Stored data

========================

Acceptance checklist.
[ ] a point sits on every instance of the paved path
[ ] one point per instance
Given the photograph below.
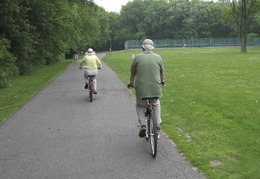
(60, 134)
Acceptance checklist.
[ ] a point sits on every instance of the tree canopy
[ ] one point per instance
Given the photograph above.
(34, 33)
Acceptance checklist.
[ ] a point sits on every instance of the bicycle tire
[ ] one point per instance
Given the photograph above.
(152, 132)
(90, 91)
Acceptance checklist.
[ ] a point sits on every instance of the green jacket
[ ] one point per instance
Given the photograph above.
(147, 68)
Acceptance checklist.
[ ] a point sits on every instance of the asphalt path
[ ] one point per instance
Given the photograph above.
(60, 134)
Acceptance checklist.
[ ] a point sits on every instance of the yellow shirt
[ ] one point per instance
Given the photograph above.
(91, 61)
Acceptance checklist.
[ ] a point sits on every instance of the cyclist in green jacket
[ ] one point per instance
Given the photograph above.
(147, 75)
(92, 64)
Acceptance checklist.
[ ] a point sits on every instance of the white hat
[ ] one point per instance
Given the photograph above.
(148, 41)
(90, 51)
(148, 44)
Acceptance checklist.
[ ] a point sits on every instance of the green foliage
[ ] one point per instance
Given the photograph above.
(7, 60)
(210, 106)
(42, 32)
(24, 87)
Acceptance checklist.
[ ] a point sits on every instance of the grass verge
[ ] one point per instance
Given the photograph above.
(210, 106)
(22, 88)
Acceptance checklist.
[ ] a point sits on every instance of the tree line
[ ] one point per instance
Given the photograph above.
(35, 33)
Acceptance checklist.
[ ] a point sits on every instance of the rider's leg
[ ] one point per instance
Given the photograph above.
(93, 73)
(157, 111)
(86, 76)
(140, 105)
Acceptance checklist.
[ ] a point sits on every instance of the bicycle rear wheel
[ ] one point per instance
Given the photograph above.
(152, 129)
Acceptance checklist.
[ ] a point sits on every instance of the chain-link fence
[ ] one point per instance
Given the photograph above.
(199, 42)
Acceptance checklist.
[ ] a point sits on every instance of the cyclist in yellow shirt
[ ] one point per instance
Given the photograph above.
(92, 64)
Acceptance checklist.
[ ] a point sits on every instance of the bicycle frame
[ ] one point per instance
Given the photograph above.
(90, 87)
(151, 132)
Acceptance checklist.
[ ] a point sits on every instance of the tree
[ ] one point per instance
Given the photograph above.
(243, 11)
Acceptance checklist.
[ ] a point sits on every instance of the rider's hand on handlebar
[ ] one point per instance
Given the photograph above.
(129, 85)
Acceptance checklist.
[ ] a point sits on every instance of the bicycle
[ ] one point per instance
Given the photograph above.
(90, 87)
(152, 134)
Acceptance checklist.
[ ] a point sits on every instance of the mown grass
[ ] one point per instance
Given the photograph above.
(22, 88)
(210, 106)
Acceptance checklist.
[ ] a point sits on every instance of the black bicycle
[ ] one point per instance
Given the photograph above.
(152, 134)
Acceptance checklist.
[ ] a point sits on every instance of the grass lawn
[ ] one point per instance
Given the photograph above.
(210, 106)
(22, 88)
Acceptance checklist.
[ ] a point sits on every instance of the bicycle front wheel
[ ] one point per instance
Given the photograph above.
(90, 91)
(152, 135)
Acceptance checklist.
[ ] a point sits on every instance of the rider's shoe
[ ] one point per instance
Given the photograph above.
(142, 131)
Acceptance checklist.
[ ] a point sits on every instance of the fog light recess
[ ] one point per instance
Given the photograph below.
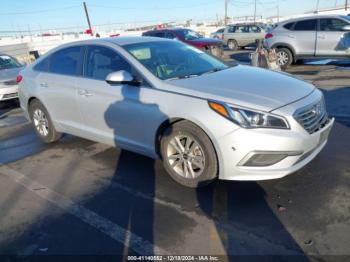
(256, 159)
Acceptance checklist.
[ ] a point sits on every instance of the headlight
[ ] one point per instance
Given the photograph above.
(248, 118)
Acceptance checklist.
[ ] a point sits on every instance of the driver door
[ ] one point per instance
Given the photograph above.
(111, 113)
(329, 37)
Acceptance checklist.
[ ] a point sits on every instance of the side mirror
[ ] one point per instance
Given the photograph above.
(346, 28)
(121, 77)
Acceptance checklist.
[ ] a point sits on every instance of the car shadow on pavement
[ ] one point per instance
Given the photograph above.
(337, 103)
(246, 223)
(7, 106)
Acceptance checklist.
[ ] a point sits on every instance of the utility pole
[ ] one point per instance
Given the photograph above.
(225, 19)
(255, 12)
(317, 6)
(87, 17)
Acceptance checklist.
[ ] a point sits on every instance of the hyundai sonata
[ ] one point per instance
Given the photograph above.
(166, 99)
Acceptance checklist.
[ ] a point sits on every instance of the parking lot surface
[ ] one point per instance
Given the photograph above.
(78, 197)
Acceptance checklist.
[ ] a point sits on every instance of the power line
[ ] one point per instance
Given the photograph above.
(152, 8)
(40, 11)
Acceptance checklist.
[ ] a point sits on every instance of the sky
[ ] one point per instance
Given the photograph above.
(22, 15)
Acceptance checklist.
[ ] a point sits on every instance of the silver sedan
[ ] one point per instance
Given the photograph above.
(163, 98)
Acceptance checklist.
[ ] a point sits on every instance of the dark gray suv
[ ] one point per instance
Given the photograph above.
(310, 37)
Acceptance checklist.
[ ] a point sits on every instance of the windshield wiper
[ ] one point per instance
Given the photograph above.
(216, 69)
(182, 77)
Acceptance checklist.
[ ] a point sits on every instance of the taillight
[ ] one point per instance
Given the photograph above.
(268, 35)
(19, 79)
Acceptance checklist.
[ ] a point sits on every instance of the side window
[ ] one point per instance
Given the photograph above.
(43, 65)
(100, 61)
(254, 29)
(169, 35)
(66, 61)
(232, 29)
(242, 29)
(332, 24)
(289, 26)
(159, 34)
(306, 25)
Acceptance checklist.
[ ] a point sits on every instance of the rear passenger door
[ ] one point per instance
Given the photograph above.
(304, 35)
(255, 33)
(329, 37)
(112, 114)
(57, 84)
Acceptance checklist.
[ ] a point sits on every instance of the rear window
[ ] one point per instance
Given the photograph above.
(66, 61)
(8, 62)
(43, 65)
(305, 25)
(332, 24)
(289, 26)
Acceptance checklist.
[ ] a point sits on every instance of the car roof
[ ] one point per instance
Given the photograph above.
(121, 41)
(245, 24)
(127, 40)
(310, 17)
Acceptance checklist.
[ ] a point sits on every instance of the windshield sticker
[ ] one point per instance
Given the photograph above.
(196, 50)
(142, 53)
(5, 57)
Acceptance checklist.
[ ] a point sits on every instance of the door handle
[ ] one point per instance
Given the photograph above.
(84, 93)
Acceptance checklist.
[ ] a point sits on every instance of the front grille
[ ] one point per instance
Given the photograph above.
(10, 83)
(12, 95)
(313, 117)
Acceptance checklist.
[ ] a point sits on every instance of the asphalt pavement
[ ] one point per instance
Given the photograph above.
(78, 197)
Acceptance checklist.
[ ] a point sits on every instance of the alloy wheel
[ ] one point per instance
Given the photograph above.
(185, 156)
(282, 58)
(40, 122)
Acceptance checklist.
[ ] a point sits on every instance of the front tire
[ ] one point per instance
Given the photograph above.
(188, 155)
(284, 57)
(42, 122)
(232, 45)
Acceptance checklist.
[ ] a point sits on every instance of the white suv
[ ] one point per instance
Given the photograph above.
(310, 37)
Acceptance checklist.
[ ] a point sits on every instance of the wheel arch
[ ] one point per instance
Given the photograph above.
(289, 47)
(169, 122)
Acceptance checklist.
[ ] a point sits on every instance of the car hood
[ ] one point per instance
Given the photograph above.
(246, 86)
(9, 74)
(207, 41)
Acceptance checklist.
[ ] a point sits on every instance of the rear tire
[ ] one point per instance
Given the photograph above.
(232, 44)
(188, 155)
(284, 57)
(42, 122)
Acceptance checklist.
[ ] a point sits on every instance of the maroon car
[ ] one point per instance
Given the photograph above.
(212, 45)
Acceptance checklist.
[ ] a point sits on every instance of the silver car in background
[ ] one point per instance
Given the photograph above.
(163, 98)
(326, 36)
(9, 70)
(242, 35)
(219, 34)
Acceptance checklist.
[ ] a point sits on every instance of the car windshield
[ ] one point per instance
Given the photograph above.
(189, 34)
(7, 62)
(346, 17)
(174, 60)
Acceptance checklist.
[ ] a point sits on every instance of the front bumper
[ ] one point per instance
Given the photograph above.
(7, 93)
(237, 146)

========================

→ Your instructions:
The lines to copy are those above that contain the string "front".

→ Response area:
[ ] a point sits on every instance of the bicycle front wheel
[ ] a point sits on every instance of the front grille
[ ] a point sits on every instance of the front tire
[ ] a point sits on every instance of the front bumper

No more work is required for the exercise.